TEXT TO READ:

** BEGIN **

But, uh-oh, is Sergei going to the dark side?
That won't please Gypsy, and she is psychic.
Stay tuned...
Nice job, Pat!
It sure does seem like Sergei is now swinging for the bad guys, but I firmly refuse to believe it...He has a plan, or is simply going rogue.
Besides, would Gypsy even let him go bad? She's a tough one! ;)
Everybody relax. Sergei hasn't gone darkside. Like I said, this is a scene from Rick and Bari's story, which I'm fiddling around with turning into a book. Ravi ordered Sergei to go find his bride, and Sergei agreed because roaming around on the mountain would get him out of the house and away from Ravi. Besides, hunting -- as opposed to killing -- is fun. Any yotz can kill. It's sneaking up on his targets without being seen that's the challenge.
Like the Ravi and the horse scene, this flash is meant as a character piece, to establish Sergei as one bad-ass mofo and a possible threat to the lovers. They thought they were safe on the mountain. Guess again. That ups the tension and hopefully keeps the readers on the edge of the seat.
Just remember: Ravi doesn't rule the roost, and Sergei doesn't have to take orders from him. It may be Ravi and not Rick who finds himself on the wrong end of Sergei wrath.
I get it, Pat. Just responding as an appreciative reader. Besides, Syressa can't let Vesuvius die, if it's not his time.

** END **

PROBLEM TO WORK ON: Reproduce the comment thread about Sergei in full, word for word. The listing that comes next has no role in any of this.

RECORDED INFORMATION:
** BEGIN **

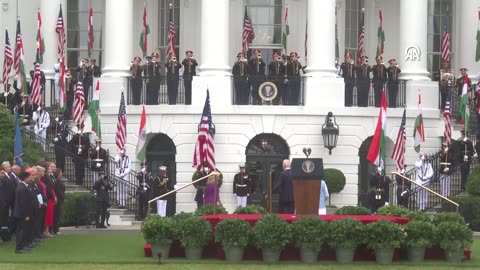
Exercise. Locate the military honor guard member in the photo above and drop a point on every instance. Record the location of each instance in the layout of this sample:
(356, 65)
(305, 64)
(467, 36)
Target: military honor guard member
(123, 166)
(292, 69)
(423, 176)
(136, 82)
(99, 159)
(240, 78)
(173, 75)
(363, 82)
(161, 185)
(392, 86)
(256, 67)
(101, 187)
(242, 186)
(151, 73)
(379, 71)
(144, 191)
(60, 141)
(79, 147)
(41, 119)
(276, 74)
(348, 73)
(189, 70)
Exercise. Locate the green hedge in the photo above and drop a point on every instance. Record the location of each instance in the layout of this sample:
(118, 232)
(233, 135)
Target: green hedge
(469, 209)
(78, 209)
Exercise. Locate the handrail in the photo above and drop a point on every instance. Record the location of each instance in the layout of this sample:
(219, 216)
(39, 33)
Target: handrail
(429, 190)
(215, 173)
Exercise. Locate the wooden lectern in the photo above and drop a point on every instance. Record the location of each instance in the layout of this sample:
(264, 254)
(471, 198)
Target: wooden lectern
(307, 175)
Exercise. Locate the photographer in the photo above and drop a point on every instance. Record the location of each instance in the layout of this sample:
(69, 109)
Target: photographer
(102, 186)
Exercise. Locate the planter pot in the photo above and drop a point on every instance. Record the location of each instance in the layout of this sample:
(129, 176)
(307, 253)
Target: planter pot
(384, 255)
(308, 255)
(233, 254)
(193, 253)
(344, 255)
(270, 255)
(416, 254)
(454, 256)
(160, 248)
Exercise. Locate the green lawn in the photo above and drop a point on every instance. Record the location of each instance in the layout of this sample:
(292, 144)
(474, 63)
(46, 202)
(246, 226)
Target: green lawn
(125, 251)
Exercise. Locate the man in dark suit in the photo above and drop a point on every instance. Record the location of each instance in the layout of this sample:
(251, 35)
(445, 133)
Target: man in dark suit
(287, 202)
(23, 213)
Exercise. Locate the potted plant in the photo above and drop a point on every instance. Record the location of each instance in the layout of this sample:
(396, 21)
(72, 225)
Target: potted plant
(309, 234)
(271, 234)
(453, 238)
(159, 232)
(420, 235)
(233, 234)
(194, 233)
(344, 236)
(383, 237)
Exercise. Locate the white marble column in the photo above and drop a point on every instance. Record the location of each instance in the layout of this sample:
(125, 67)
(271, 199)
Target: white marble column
(118, 37)
(321, 38)
(413, 39)
(215, 72)
(215, 38)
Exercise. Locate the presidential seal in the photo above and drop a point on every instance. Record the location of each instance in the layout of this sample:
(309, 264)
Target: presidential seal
(308, 166)
(268, 91)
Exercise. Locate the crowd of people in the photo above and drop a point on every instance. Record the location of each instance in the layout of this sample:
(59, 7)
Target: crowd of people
(31, 199)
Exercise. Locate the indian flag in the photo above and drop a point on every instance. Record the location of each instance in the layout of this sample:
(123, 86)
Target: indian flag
(418, 131)
(142, 136)
(376, 153)
(464, 106)
(94, 109)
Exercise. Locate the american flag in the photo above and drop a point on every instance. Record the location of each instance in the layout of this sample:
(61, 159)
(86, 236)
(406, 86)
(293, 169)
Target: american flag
(446, 40)
(171, 36)
(361, 36)
(398, 153)
(248, 34)
(60, 29)
(204, 149)
(90, 33)
(8, 59)
(121, 135)
(18, 60)
(78, 105)
(447, 134)
(36, 81)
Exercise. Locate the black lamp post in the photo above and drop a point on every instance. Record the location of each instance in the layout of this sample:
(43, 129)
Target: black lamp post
(330, 132)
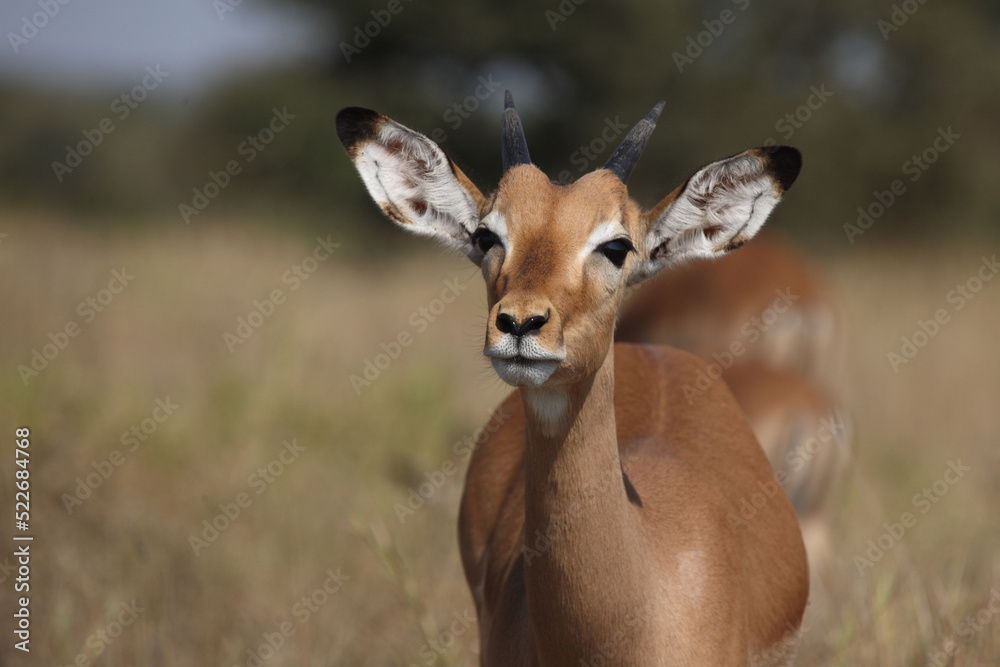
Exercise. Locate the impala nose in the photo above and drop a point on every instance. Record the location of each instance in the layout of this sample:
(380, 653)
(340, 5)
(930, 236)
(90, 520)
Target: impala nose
(507, 324)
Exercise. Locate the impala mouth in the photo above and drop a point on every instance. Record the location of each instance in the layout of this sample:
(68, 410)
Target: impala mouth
(521, 361)
(519, 371)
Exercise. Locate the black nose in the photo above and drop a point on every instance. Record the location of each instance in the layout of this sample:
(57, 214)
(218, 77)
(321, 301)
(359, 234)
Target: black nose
(508, 324)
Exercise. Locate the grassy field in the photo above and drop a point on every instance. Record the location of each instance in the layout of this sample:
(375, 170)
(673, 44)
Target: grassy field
(163, 414)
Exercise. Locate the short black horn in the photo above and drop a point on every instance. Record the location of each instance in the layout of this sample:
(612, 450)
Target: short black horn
(515, 148)
(626, 156)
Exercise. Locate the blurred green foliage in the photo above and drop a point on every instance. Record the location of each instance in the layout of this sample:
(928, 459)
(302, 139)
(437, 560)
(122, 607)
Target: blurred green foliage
(575, 67)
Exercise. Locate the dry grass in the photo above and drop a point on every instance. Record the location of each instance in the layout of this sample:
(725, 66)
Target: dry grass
(333, 506)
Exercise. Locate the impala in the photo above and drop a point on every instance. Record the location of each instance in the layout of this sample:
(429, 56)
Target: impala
(593, 526)
(765, 320)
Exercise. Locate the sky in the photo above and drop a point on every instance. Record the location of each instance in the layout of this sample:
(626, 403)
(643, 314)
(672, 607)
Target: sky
(108, 44)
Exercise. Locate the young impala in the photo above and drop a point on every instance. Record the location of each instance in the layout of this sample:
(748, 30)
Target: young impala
(595, 525)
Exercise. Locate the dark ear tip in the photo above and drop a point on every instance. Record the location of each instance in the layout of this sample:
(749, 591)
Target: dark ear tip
(784, 162)
(355, 124)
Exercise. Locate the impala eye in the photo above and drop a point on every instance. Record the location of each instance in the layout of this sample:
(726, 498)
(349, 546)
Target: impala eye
(616, 251)
(484, 239)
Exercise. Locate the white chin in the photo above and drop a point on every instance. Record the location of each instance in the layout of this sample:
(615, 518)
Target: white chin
(521, 372)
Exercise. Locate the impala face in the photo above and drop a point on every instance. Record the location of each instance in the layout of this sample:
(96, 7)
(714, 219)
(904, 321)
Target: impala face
(555, 261)
(556, 258)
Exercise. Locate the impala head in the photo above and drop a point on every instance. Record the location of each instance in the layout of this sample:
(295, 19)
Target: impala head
(557, 258)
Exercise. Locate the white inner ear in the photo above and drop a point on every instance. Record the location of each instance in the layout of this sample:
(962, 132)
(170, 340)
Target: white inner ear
(725, 202)
(411, 179)
(496, 223)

** END **

RESULT:
But, uh-oh, is Sergei going to the dark side?
That won't please Gypsy, and she is psychic.
Stay tuned...
Nice job, Pat!
It sure does seem like Sergei is now swinging for the bad guys, but I firmly refuse to believe it...He has a plan, or is simply going rogue.
Besides, would Gypsy even let him go bad? She's a tough one! ;)
Everybody relax. Sergei hasn't gone darkside. Like I said, this is a scene from Rick and Bari's story, which I'm fiddling around with turning into a book. Ravi ordered Sergei to go find his bride, and Sergei agreed because roaming around on the mountain would get him out of the house and away from Ravi. Besides, hunting -- as opposed to killing -- is fun. Any yotz can kill. It's sneaking up on his targets without being seen that's the challenge.
Like the Ravi and the horse scene, this flash is meant as a character piece, to establish Sergei as one bad-ass mofo and a possible threat to the lovers. They thought they were safe on the mountain. Guess again. That ups the tension and hopefully keeps the readers on the edge of the seat.
Just remember: Ravi doesn't rule the roost, and Sergei doesn't have to take orders from him. It may be Ravi and not Rick who finds himself on the wrong end of Sergei wrath.
I get it, Pat. Just responding as an appreciative reader. Besides, Syressa can't let Vesuvius die, if it's not his time.